With images excluded, write out each entry below exactly as given.

§ RECORDS SUPPLIED:
────────

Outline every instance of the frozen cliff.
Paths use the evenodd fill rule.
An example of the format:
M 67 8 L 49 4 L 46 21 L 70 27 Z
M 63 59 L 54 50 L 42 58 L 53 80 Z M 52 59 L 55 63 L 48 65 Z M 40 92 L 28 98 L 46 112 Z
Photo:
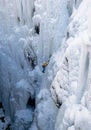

────────

§ RESULT:
Outline every instance of the frozen cliff.
Paths use the evenodd fill rule.
An example of the format:
M 67 8 L 49 4 L 46 21 L 70 27 Z
M 63 59 L 54 50 L 42 58 L 53 80 Z M 52 59 L 55 63 L 48 65 Z M 40 92 L 28 98 L 46 112 Z
Photo:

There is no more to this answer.